What you should do:
Reproduce the material below in full, swapping every "photo" for "image" and leaving everything else unchanged.

Provided material:
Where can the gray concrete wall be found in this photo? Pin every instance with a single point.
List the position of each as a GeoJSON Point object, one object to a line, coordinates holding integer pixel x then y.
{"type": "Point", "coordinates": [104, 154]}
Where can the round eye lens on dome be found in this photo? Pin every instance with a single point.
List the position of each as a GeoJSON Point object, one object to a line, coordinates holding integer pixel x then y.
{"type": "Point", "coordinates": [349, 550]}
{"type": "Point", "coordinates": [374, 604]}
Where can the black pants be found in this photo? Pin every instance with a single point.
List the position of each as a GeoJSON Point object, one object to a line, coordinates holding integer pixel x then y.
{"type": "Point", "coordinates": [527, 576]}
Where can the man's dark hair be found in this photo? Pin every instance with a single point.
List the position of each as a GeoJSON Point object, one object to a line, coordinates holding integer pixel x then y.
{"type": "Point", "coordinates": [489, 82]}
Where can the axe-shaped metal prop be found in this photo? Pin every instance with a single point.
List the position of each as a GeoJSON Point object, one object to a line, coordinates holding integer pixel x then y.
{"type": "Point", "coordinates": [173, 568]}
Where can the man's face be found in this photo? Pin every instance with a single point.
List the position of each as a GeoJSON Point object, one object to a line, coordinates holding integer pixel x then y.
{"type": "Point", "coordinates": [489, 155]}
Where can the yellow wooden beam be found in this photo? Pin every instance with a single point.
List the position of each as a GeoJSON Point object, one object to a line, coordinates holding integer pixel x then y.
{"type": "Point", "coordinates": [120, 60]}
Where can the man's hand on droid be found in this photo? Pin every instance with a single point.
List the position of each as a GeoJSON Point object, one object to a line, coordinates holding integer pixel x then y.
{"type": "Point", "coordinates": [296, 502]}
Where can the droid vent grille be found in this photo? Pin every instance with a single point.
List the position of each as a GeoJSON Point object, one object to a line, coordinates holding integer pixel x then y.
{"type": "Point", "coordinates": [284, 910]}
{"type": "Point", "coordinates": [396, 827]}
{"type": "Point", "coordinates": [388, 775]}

Correct response:
Where can the gray concrete wall be found in this image? Pin every instance with a single point.
List the position of each as a GeoJSON Point object, one object to a line, coordinates holding integer pixel x then y.
{"type": "Point", "coordinates": [104, 154]}
Where can the round eye lens on dome be found in this image? Pin every instance with a single point.
List the position of each as a GeoJSON Point object, one object to a line, coordinates holding integer pixel x then y.
{"type": "Point", "coordinates": [349, 550]}
{"type": "Point", "coordinates": [374, 604]}
Where can the black pants be found in this image? Pin every instance with a single point.
List the position of each as a GeoJSON Point object, one object to a line, coordinates holding integer pixel x then y.
{"type": "Point", "coordinates": [527, 576]}
Where can the man's dark hair be found in this image? Pin every instance with a single point.
List the position of each as a GeoJSON Point object, one object to a line, coordinates holding integer pixel x then y.
{"type": "Point", "coordinates": [489, 82]}
Where can the axe-shaped metal prop be found in this image? Pin every instance with a single point.
List the position of each as a GeoJSON Point object, one object to a line, coordinates holding integer pixel x then y.
{"type": "Point", "coordinates": [173, 568]}
Where can the man's face be found in this image? Pin every instance with a single point.
List the position of each as a GeoJSON Point object, one object to a line, coordinates holding integer pixel x then y.
{"type": "Point", "coordinates": [489, 155]}
Where can the yellow wooden beam be found in this image? Pin every instance with a single point.
List the position of each as a GeoJSON Point object, one object to a line, coordinates holding integer pixel x then y.
{"type": "Point", "coordinates": [120, 60]}
Where can the man's hand on droid be found in this image? Pin every instance with a single point.
List the position of each as a GeoJSON Point object, one object to a line, coordinates holding integer pixel x then y.
{"type": "Point", "coordinates": [296, 502]}
Where can the droid vent grille be found in this image? Pin every instance with a single point.
List the position of each as a GeoJSON Point object, one object to a line, coordinates holding integer pixel x then y.
{"type": "Point", "coordinates": [284, 910]}
{"type": "Point", "coordinates": [396, 827]}
{"type": "Point", "coordinates": [388, 775]}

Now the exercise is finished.